EXTRAIT
○ ○ ○ ○

Il n’y a plus de traitement de l’information. Si un hurluberlu décide de lancer une théorie, on ne choisit plus de ne pas le montrer, on le montre parce que ça produit du contenu. Or, le traitement de l’information, c’est également le choix de ne PAS diffuser une information. Et si elle est diffusée, le rôle n’est pas de la diffuser telle quelle, mais de l’analyser. Qu’est-ce qui est plausible? Qu’est-ce qui ne l’est pas ? Les médias se contentent d’être le dernier maillon de la chaîne de propagation de l’information, et non plus d’en être l’analyste. Ceux-ci, tellement avides du dénouement de l’histoire iront jusqu’à titré : “Enfin un signe d’espoir pour le MH370” alors que cet espoir consistait uniquement à retrouver des cadavres au fond de l’eau ,pourvu qu’on puisse faire de l’information.

○ ○ ○ ○

MATÉRIEL FOURNI
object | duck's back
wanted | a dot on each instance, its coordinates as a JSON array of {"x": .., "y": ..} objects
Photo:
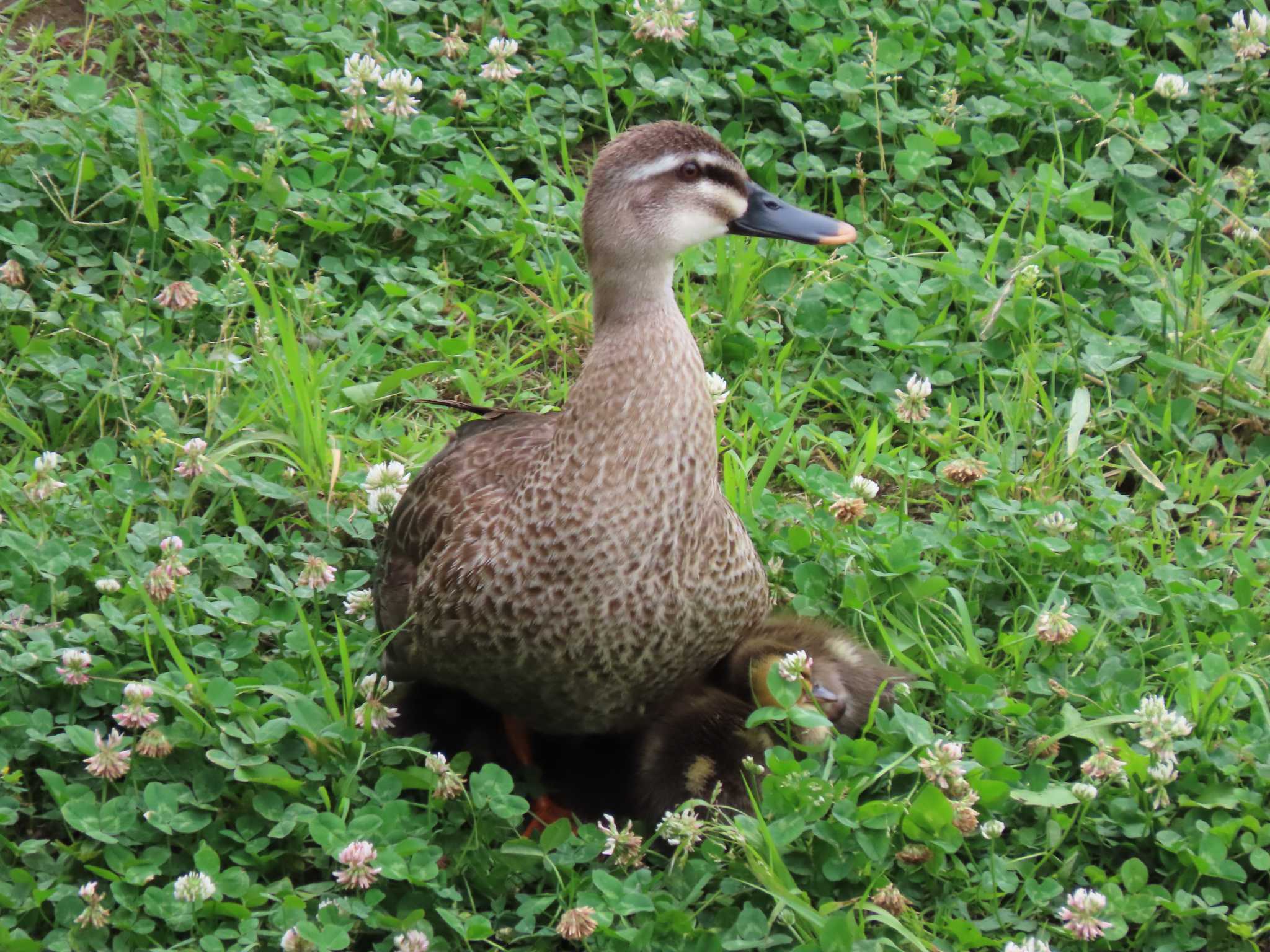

○ ○ ○ ○

TRAVAIL À RÉALISER
a. D'après l'extrait sur le traitement de l'information par les médias, pourquoi les médias montrent-ils désormais la théorie d'un hurluberlu ? Répondez en une à trois phrases.
b. Poursuivez l'extrait sur le traitement de l'information par les médias à partir de sa dernière phrase, dans le même ton.

RÉSULTATS ATTENDUS
a. Les médias la montrent parce que cela produit du contenu. Ils ne font plus le choix de ne pas la diffuser, alors que l'extrait présente ce choix comme une partie du traitement de l'information.

b.
- La gestion de la Malaysie est tout aussi responsable. Ne divulguant pas toutes les informations à ses partenaires, elle se fait taxer d’amateurisme par ceux-ci. De plus, toutes les théories qu’elle formule s’écroulent les une après les autres, d’un jour à l’autre. À trop vouloir communiquer, elle communique son impuissance. De plus, son incompétence à plusieurs niveaux ( on ne comprend pas comment les forces aériennes ne sont pas entrées en jeux en plus de l’affaire des faux passeports) donne un framing des stakeholders clairs: ils ne maîtrisent pas ce qu’ils font, ils ne savent finalement pas plus que nous, journalistes. Du coup, la porte est ouverte à toutes les théories, vu que les principaux intervenants ne savent même pas eux-mêmes la situation. La porte ne sera pas non plus fermée par Malaysia Airlines lorsqu’une rumeur se répand, ce qui est finalement un signe que tout est permis, car tout ce qui n’est pas contredit n’est pas faux. Il aurait fallu mettre en place une politique de fact-checking et de gestion des rumeurs plutôt que de se transformer soi-même en nid à rumeur. A l’instar de l’analyse des médias, le fait de ne PAS communiquer est également une communication en soi. ( “Nous n’avons pas d’autres éléments ou nous sommes en train de les analyser”)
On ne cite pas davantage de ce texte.